◆ **OBJECTIVE 1**:
Reproduce the passage of the coding styles post between "The big issue" and "with underscores used.", inclusive.
◆ **OBJECTIVE 2**:
In the coding styles post, what does the writer say are the only two things the company uses?

Coding Styles

Permalink
This post may sound like I'm having a bit of a moan (I possibly am having a bit of a moan), but I'm hoping something productive can come of it, so I'd be really interested to get some comments back.

I'm in the process of writing up a PHP Coding Style document for the company I'm working for. Easy, I thought, all we use here is C5 and Zend Framework. both of whom publish their Coding Styles. I realize that a lot of the code from C5 doesn't adhear to the Coding Styles that are in the guidelines, but that's not ultimately important. What is ultimately important is that there is a good set of guidelines that are being working towards by the Core team and contributing developers. And to make it even easier (or so I thought) C5's Coding Style page starts with this statement "the structure for this document has been taken from the Zend Framework Coding Style Guide." I've since noted it uses the word "structure" not "content".

The big issue here is naming conventions. I'm trying to code in a way that meets Zend's strict guidelines, but C5's guidelines differ from Zends. In fact, they also differ from their own... For example:
==========================================
# Within models, all functions and class
names should be camel-cased, with no
underscores used to separate terms.
# Within controllers, all functions should
be lowercase, with underscores used.

◆ **DATA EXCERPTS**:

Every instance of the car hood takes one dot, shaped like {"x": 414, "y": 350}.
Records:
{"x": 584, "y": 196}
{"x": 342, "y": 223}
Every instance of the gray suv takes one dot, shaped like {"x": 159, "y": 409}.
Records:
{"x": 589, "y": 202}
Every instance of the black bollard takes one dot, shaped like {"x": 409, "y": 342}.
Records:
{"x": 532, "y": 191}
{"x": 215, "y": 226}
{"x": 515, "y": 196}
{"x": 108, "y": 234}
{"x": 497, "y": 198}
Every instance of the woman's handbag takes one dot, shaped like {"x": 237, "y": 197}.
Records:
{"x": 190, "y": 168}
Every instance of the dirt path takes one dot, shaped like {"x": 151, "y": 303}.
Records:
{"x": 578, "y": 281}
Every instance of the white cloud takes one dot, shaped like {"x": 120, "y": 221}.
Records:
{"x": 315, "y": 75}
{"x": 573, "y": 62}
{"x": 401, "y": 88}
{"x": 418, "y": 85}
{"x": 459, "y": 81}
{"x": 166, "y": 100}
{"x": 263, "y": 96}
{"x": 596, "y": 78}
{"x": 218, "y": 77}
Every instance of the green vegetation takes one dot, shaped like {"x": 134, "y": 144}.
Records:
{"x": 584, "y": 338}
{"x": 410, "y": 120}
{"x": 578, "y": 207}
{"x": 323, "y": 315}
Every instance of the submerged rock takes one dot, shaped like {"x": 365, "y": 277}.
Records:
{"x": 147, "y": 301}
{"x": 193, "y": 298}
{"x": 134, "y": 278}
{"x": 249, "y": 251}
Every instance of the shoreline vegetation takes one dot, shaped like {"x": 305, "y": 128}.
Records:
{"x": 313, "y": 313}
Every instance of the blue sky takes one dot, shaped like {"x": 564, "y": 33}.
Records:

◆ **FULL RESPONSE 1**:
The big issue here is naming conventions. I'm trying to code in a way that meets Zend's strict guidelines, but C5's guidelines differ from Zends. In fact, they also differ from their own... For example:
==========================================
# Within models, all functions and class
names should be camel-cased, with no
underscores used to separate terms.
# Within controllers, all functions should
be lowercase, with underscores used.

◆ **FULL RESPONSE 2**:
C5 and Zend Framework.